### REQUIREMENTS
Rewrite the entries below with every "brick" swapped for "stone" and nothing else changed. Leave out the pictures.
============================================================
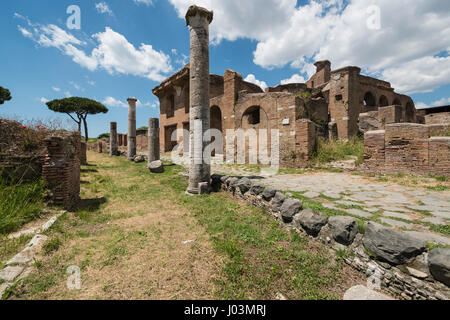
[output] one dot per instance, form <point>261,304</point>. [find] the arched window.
<point>171,106</point>
<point>410,112</point>
<point>253,115</point>
<point>384,101</point>
<point>397,102</point>
<point>369,100</point>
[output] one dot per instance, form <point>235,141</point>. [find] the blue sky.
<point>126,47</point>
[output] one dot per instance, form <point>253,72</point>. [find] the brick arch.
<point>383,101</point>
<point>254,117</point>
<point>397,102</point>
<point>410,111</point>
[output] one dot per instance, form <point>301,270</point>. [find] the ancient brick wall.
<point>408,148</point>
<point>389,115</point>
<point>61,168</point>
<point>438,118</point>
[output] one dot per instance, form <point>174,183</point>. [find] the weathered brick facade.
<point>61,168</point>
<point>337,97</point>
<point>408,148</point>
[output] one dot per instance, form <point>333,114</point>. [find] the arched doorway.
<point>369,102</point>
<point>383,101</point>
<point>216,123</point>
<point>409,112</point>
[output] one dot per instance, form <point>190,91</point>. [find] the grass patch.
<point>438,188</point>
<point>334,150</point>
<point>19,204</point>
============================================================
### COMPLETED TASK
[output] one dot per instance, form <point>261,304</point>. [find] the arched window.
<point>171,106</point>
<point>410,112</point>
<point>253,115</point>
<point>384,101</point>
<point>397,102</point>
<point>369,100</point>
[output] one dot per instance, form <point>235,141</point>. [find] the blue sky.
<point>126,47</point>
[output] one dot per instance, form <point>253,72</point>. [find] the stone arch.
<point>383,101</point>
<point>254,117</point>
<point>397,102</point>
<point>410,111</point>
[output] one dot per instance, form <point>301,270</point>. [find] the ancient stone wall.
<point>408,148</point>
<point>389,115</point>
<point>61,168</point>
<point>438,118</point>
[output] one dot per instance, form <point>174,183</point>. [find] the weathered stone facade.
<point>61,168</point>
<point>337,97</point>
<point>408,148</point>
[output] one dot per instance, form <point>333,114</point>. [find] the arched doorway.
<point>369,102</point>
<point>383,101</point>
<point>216,123</point>
<point>409,112</point>
[output] one dot per instance, form <point>190,91</point>. [find] the grass patch.
<point>438,188</point>
<point>334,150</point>
<point>19,204</point>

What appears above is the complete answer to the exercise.